# STUDY TEXT:
------------------------------------------------------------

- Extra Laptop Battery (optional). Ditto. You can't count on power on planes, or somewhere else, and you never know where you might suddenly really, really need your laptop. Batteries don't weigh that much...when you need 'em.
- Entertainment. Nothing worse (after food poisoning) than being trapped on a tube for hours realizing the plane's flicks are on a small screen right next to your row and mostly consist of reruns of "The Big Bang Theory" and the latest Jennifer Aniston rom-com. And the in-flight magazine featuring what you should do in Alberta with Brad Pitt. And your seatmate loves to talk about mixed martial arts. (And your laptop battery died - cf. above - and you're sick of work anyhow and that's all you had on it). Bring movies, and a Kindle (with reading light!) loaded with books. I will not digress on the 7-8 authors, 2 of them dead, available at airport bookstores.
- Phrase Dictionary. On your smartphone. Preferably one that talks for you, or at least has the words/characters onscreen, especially if the language is non-European (even more especially if it's Asian and uses characters).
- Laundry Detergent Packets. Ever run out of clean underwear and had to hunt down a store and buy more? Spilled something on your last clean shirt/blouse? Washed in the sink with the hotel shampoo/shower gel? They make 1-shot packets of Tide and Woolite; they're hard to find, so when you do, buy dozens.
- Eyeshade and Earplugs. You might want 'em, you might not be given 'em, and they take NO room.

------------------------------------------------------------

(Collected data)

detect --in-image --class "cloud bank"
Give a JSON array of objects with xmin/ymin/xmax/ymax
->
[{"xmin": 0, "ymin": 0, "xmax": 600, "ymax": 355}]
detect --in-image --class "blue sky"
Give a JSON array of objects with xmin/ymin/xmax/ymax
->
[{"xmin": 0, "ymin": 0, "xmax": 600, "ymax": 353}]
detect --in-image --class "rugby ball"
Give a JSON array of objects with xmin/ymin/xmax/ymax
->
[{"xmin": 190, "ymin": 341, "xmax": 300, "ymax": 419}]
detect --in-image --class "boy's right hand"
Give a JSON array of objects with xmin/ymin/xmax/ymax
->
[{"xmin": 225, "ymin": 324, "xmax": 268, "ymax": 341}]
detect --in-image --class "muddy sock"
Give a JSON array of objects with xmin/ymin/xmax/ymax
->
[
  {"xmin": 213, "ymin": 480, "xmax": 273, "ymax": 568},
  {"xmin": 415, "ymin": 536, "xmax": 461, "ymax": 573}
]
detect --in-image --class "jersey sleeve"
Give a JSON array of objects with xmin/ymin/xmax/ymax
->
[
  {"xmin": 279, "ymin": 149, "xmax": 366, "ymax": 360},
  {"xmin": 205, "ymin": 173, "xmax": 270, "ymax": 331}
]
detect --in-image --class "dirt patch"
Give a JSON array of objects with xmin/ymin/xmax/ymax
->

------------------------------------------------------------

# TASKS TO PERFORM:
- 1) From the packing list, repeat the passage starting with "- Phrase Dictionary." and going on through "do, buy dozens.".
- 2) Decide whether each statement agrees with the packing list, and give yes or no with the deciding words quoted: (a) Laundry detergent packets are easy to find. (b) The phrase dictionary should be on your smartphone. (c) Eyeshade and earplugs take up a lot of room.

# RESULTS OF THE TASKS:
- 1)
- Phrase Dictionary. On your smartphone. Preferably one that talks for you, or at least has the words/characters onscreen, especially if the language is non-European (even more especially if it's Asian and uses characters).
- Laundry Detergent Packets. Ever run out of clean underwear and had to hunt down a store and buy more? Spilled something on your last clean shirt/blouse? Washed in the sink with the hotel shampoo/shower gel? They make 1-shot packets of Tide and Woolite; they're hard to find, so when you do, buy dozens.

- 2)
(a) No: "they're hard to find, so when you do, buy dozens."
(b) Yes: "On your smartphone."
(c) No: "they take NO room."